• _PROBLEM TO SOLVE_: Below are records with pictures in them. Transcribe everything from the line containing "column 18, row 60" down to the line containing "Target: tower base", exactly, and leave the pictures behind.
(RECORDS Opens)
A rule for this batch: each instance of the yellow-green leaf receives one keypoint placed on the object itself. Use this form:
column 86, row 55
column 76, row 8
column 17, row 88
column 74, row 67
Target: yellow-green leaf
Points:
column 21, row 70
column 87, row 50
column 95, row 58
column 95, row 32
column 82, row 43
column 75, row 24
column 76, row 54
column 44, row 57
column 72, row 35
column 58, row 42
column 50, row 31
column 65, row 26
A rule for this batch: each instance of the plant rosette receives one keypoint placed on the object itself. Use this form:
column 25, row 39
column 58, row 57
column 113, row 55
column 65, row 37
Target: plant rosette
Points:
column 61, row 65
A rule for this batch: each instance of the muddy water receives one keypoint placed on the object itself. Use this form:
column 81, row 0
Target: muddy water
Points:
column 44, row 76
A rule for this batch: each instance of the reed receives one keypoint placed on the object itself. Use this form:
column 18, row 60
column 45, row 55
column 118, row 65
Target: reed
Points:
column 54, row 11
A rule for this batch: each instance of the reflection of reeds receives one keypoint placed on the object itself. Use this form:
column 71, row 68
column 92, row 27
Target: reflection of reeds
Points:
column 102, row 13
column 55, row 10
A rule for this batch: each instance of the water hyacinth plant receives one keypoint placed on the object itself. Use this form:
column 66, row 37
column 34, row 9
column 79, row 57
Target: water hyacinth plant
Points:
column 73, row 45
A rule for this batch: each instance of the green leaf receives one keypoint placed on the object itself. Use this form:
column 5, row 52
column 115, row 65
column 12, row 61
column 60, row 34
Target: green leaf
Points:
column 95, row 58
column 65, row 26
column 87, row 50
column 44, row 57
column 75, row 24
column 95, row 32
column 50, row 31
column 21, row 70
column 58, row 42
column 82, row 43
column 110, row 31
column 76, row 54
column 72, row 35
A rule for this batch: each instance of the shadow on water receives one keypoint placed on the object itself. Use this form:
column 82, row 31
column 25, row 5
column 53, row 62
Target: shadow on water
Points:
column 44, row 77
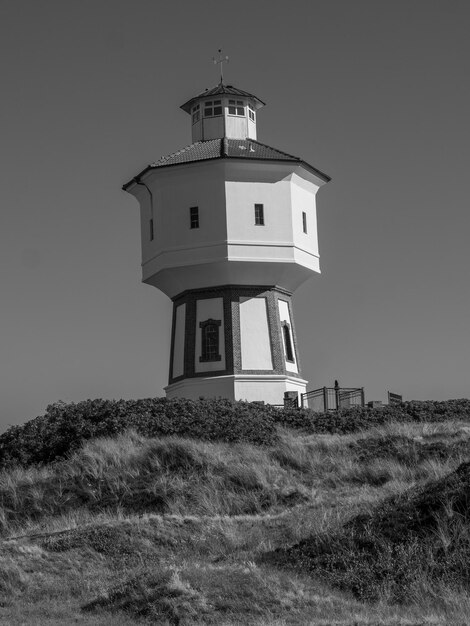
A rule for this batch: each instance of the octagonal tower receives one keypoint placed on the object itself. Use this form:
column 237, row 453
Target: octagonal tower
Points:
column 229, row 231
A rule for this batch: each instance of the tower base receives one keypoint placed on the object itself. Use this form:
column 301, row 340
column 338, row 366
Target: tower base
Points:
column 249, row 387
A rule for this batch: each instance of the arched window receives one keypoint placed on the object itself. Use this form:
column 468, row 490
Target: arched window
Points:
column 210, row 340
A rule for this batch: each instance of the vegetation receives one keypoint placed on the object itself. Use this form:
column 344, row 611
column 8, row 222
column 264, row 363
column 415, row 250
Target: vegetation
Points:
column 64, row 427
column 257, row 525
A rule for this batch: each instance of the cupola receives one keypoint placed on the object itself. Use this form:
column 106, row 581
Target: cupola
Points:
column 223, row 111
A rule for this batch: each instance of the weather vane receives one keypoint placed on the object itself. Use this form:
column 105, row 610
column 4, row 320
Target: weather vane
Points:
column 220, row 61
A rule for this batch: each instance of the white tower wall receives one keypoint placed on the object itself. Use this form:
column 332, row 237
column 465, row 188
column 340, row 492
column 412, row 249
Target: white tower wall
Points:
column 229, row 231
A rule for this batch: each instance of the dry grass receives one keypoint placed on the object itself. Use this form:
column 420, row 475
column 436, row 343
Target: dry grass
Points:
column 132, row 529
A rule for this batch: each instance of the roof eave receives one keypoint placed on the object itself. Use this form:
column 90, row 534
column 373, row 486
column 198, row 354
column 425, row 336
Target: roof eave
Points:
column 309, row 167
column 187, row 105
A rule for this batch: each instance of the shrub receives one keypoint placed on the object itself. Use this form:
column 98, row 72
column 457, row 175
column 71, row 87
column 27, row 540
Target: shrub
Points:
column 65, row 426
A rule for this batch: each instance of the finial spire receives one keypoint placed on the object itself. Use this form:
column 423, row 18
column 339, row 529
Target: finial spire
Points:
column 220, row 61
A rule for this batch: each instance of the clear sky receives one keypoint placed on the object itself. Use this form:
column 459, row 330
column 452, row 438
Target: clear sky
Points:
column 374, row 93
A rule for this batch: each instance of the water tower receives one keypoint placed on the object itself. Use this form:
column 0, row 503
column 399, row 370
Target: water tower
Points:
column 229, row 231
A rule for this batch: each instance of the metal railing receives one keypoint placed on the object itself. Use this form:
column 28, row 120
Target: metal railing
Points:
column 333, row 398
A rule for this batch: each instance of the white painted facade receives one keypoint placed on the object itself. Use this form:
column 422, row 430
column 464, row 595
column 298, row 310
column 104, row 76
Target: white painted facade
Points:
column 230, row 251
column 228, row 247
column 252, row 388
column 178, row 350
column 255, row 345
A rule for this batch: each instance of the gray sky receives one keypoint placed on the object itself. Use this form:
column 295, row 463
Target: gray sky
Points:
column 376, row 94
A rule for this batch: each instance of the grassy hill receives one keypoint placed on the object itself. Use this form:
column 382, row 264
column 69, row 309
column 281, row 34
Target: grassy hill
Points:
column 228, row 513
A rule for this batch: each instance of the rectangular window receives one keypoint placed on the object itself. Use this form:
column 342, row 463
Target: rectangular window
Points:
column 194, row 217
column 212, row 108
column 210, row 340
column 195, row 113
column 288, row 342
column 236, row 107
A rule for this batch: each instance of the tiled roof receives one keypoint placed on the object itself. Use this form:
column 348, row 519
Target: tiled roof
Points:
column 221, row 89
column 226, row 148
column 219, row 148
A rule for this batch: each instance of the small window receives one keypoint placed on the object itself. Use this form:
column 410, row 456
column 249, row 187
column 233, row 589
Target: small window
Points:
column 196, row 113
column 210, row 340
column 194, row 217
column 288, row 342
column 236, row 107
column 212, row 108
column 259, row 215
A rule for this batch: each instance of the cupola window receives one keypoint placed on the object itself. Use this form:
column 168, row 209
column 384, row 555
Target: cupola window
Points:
column 236, row 107
column 196, row 113
column 259, row 215
column 194, row 217
column 212, row 108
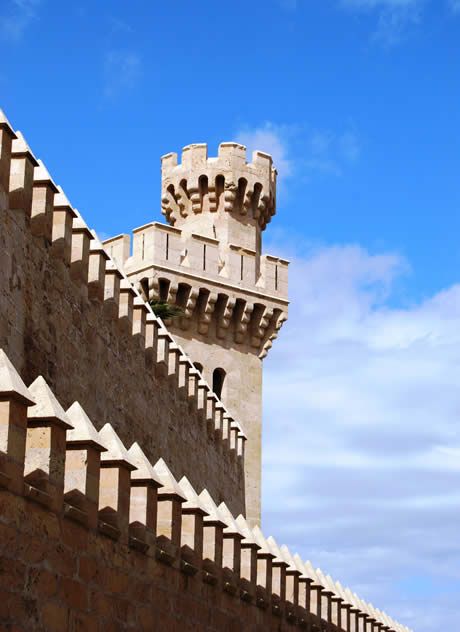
(RECORDS Closes)
• _ANSWER BELOW_:
column 18, row 60
column 45, row 55
column 118, row 65
Target: reed
Points:
column 54, row 11
A rule for this batch: each instance of the reflection of reeds receives one keypoint placed on the object itself. Use this form:
column 71, row 68
column 92, row 27
Target: reflection of reeds
Points:
column 102, row 13
column 55, row 10
A rule for this batch: each instance of the water hyacinth plant receives one keypoint placed on the object itself. Use this form:
column 66, row 37
column 34, row 9
column 79, row 57
Target: water hyacinth plant
Points:
column 73, row 45
A rule for this batch: each instance of the green leaf receives one keypoint placed on the object itself. Use this form:
column 5, row 52
column 115, row 65
column 12, row 61
column 60, row 34
Target: green leaf
Points:
column 95, row 58
column 65, row 26
column 87, row 50
column 44, row 57
column 75, row 24
column 95, row 32
column 50, row 31
column 21, row 70
column 58, row 42
column 82, row 43
column 110, row 31
column 76, row 54
column 72, row 35
A rule for this batch: each instance of the shadow on water receives one keypoint placed on the object itself. Use this form:
column 82, row 31
column 25, row 5
column 53, row 62
Target: shadow on water
Points:
column 44, row 77
A rule for this batch: each instance of the octagonal tower receives one keypoint placed on the object itself. Use this form:
column 237, row 453
Target: octagonal tower
Points:
column 229, row 231
A rule for this batch: each instance of the tower base receives one keypoint placed on the object itself. Use this form:
column 301, row 340
column 338, row 366
Target: tower base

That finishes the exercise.